Policy and operational priorities. Homeland defense can blunt these trends if it focuses on three practical, resource driven priorities. 1) Push detection and defeat for small unmanned aircraft systems into the hands of local operators and major venue owners. Technology alone will not solve this but leaving detection at national assets only is a policy failure. Invest in scalable sensor networks, clear rules of engagement for localized interdiction, and rapid data sharing. 2) Tie maritime security to commercial resilience planning. Work with shipping companies and insurers to develop deterrence incentives and to harden vessels against swarm style attacks. Naval escorts are necessary but not sufficient. 3) Treat online platforms and gaming environments as integral parts of the national security architecture. The GAO recommendation stands. Set measurable goals for the FBI and DHS on information sharing with platforms. Require timelines and audits. If platforms will be the primary recruitment and planning spaces then they must be part of the solution. 4) Accelerate mitigation of exploited ICS and IoT vulnerabilities in critical sectors. Implement mandatory patch windows for identified, exploited vulnerabilities in the federal supply chain and provide incentives for rapid remediation in private critical infrastructure. 5) Invest in resilience at the local level. Mass casualty planning, rapid forensic triage capabilities, and public private partnerships for infrastructure protection will determine whether an attack produces disruption for hours or days. Prioritize training, communications redundancy, and reserve surge capacity for first responders.

TASKS TO PERFORM:
a) Answer these questions about the passage on homeland defense priorities, one answer per line:
(i) What does the passage say naval escorts are?
(ii) Which two agencies should get measurable goals for information sharing with platforms?
(iii) What three things should be prioritized for first responders?
b) Pick up the passage on homeland defense priorities after its final sentence and carry it forward.
The records below this point come from a separate source.

EXCERPTED DATA:

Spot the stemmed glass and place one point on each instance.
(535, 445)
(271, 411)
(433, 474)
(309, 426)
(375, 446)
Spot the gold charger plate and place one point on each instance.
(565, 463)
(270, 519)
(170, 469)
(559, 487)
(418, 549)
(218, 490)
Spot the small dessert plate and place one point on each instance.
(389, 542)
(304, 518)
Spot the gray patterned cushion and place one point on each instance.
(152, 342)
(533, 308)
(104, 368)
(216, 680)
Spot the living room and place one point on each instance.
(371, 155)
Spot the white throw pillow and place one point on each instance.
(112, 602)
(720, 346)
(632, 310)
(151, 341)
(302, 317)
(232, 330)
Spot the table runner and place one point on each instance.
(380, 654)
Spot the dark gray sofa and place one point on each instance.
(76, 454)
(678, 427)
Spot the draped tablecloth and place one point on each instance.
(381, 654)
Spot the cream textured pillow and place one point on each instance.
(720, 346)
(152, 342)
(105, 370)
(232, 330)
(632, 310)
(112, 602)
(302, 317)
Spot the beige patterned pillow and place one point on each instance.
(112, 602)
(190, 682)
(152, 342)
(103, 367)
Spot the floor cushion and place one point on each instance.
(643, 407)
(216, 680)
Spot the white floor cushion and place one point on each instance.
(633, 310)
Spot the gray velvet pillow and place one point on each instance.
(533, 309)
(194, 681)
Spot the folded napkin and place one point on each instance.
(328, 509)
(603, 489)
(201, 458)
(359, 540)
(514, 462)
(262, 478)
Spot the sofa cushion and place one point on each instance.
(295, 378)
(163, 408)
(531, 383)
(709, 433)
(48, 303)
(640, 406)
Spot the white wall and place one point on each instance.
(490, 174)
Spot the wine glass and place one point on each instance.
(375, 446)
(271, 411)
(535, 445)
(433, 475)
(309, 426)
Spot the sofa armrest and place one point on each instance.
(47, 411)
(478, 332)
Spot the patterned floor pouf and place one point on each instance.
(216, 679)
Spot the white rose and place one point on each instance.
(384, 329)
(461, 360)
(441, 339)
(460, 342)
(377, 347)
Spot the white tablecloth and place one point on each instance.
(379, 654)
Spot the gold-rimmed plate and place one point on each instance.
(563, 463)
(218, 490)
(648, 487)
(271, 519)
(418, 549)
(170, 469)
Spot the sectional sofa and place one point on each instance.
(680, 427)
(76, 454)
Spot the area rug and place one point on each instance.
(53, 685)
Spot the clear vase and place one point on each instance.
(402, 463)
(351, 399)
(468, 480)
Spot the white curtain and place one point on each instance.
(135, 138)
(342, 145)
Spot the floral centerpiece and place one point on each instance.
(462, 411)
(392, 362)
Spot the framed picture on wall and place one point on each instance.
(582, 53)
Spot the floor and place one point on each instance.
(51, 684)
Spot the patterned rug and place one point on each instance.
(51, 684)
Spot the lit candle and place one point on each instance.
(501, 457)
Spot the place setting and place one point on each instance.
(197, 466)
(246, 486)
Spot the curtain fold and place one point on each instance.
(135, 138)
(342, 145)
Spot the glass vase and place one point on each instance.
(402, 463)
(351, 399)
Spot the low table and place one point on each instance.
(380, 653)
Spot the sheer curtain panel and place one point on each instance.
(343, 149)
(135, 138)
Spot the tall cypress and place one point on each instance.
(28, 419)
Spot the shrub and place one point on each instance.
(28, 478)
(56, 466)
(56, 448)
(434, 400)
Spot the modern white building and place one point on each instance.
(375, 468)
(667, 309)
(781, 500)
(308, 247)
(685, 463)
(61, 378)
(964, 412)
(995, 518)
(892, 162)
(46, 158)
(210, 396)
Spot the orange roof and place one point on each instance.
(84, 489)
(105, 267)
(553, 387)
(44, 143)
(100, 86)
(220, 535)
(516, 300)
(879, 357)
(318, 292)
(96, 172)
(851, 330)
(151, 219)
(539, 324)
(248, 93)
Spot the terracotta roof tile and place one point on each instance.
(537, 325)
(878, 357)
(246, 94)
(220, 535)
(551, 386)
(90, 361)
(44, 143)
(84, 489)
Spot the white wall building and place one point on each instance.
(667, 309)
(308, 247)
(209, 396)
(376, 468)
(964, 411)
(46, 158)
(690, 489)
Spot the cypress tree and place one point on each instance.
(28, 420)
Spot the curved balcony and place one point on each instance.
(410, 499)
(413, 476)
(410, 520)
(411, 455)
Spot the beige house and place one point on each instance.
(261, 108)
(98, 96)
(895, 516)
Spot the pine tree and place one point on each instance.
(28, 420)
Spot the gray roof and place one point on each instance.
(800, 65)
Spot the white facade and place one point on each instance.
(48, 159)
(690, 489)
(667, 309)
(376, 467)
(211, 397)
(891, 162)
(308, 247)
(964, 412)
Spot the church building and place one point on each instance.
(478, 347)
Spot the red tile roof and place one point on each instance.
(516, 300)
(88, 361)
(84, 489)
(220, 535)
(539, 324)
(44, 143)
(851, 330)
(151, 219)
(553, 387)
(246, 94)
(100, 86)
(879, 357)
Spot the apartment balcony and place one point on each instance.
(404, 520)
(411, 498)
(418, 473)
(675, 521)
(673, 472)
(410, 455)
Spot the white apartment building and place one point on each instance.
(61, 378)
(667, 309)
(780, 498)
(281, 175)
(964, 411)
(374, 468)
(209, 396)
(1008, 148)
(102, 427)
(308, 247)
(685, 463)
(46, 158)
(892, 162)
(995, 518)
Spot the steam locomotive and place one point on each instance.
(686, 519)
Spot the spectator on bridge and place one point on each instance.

SET OF ANSWERS:
a)
(i) Necessary but not sufficient.
(ii) The FBI and DHS.
(iii) Training, communications redundancy, and reserve surge capacity.

b)
Quick rules for private sector leaders. Assume threat actors will test your weakest link. Harden perimeter access, implement layered anomaly detection on connected devices, practice counter drone drills, and require threat intelligence sharing agreements with local law enforcement. Insurance will not substitute for preparedness. Spend on prevention where it counts.
Conclusion. The terrorism landscape entering 2025 is not a repeat of the last decade. It is a hybrid of older insurgent models and newer tech enabled opportunists. The defining characteristic is adaptability. The United States and partners cannot defend with a single tool or bureaucratic posture. The right approach is strategic, pragmatic, and unevenly resourced across levels of government. Expect attempts, expect adaptation, and prepare now to turn small, inexpensive tools of disruption into costly failures for the attackers.